Quoted passage
W dniu 30.03.2012 00:00, Michael Hudson-Doyle pisze:
On Thu, 29 Mar 2012 11:07:32 +0200, Zygmunt Krynicki zygmunt.krynicki@linaro.org wrote:
W dniu 29.03.2012 06:33, Michael Hudson-Doyle pisze:
On Mon, 26 Mar 2012 19:55:59 +0200, Zygmunt Krynicki zygmunt.krynicki@linaro.org wrote:
I've registered another blueprint. This time on LAVA Dispatcher. The goal is similar as the previous blueprint about device manager, to gather feedback and to propose some small steps sub-blueprints that could be scheduled in 2012.04.
The general goal is to improve the way we run tests by making them more reliable and more featureful (richer in state) at the same time.
Please read and comment on the mailing list
https://blueprints.launchpad.net/lava-dispatcher/+spec/lava-dispatcher-de-em...
I basically like this. Let's do it.
Glad to hear that.
:)
I think we can implement this incrementally by making a LavaAgentUsingClient or something in the dispatcher, although we'll have to make changes to the dispatcher too -- for example, the lava_test_run actions become a little... different (I guess the job file becomes a little less imperative? Or maybe there is a distinction between actions that execute on the host and those that execute on the board? Or something else?). But nothing impossible.
I'll write a more concrete proposal. I'm +1 on starting small and doing iterations but I want to make it clear that the goal is to have something entirely different than what we have today, we'll start with the dispatcher source code but let's keep our heads open ;-)
The one part of this that we can't really take this attitude on is the interface we present to our users, i.e. the format of the job file. Do we want to/need to change that? Can we provide a transition plan if we do need to change it?
I don't think we need to change that yet. In fact, I don't want to allow changing that until we deal with this set of problems. Everything so far should be backwards compatible.
I'm not amazingly attached to the current format, it's a bit procedural and redundant in some ways, a format that allows are users to express what they _mean_ a bit more would be good -- I think with the current format we're showing our guts to the world a bit :) Slightly separate discussion, I suppose.
I agree with your points and I even don't mind discussing that now in a separate thread. I think the biggest issues currently is that people expect to express themselves with a GUI, documentation or examples. We kind of lack all three that are not "look at the existing jobs".
I'd like to lay down a plan on how the implementation will evolve, at each milestone we should be good to deploy this to production with full confidence.
I think there is a second side to incremental -- we don't want to have to redo the master image for each board for each iteration (and I don't see any reason below why we might have to, just making the point).

Actions to take
1 > In the LAVA Dispatcher thread, what is the general goal of the blueprint?
2 > Print the part of the LAVA Dispatcher thread that opens with the words containing "Please read and" and closes with "Let's do it.".

Dataset content
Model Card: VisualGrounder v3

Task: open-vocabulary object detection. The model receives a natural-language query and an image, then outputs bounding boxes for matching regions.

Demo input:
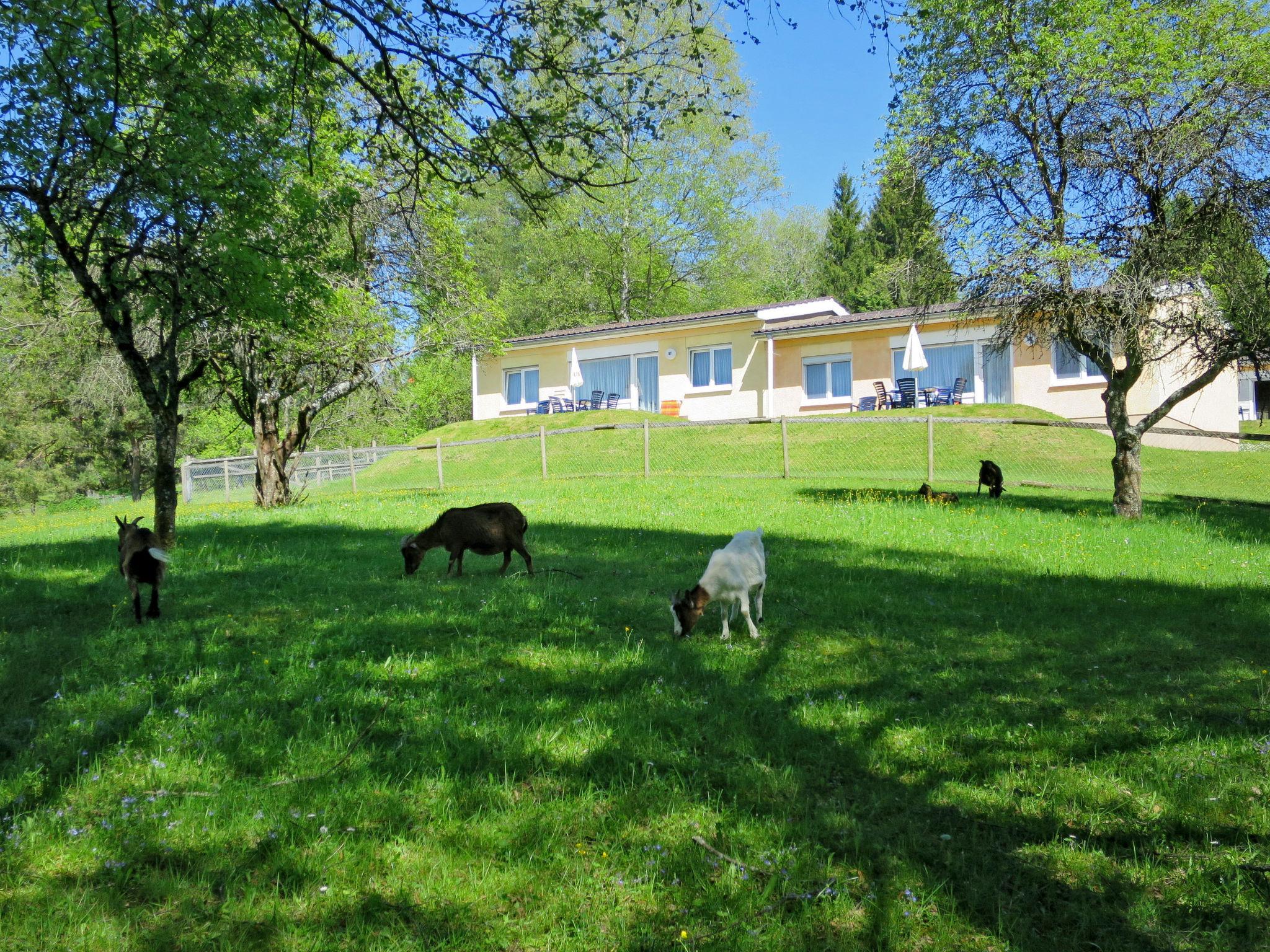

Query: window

Task answers
1 > To improve the way tests are run by making them more reliable and more featureful (richer in state) at the same time.

2 >
Please read and comment on the mailing list
https://blueprints.launchpad.net/lava-dispatcher/+spec/lava-dispatcher-de-em...
I basically like this. Let's do it.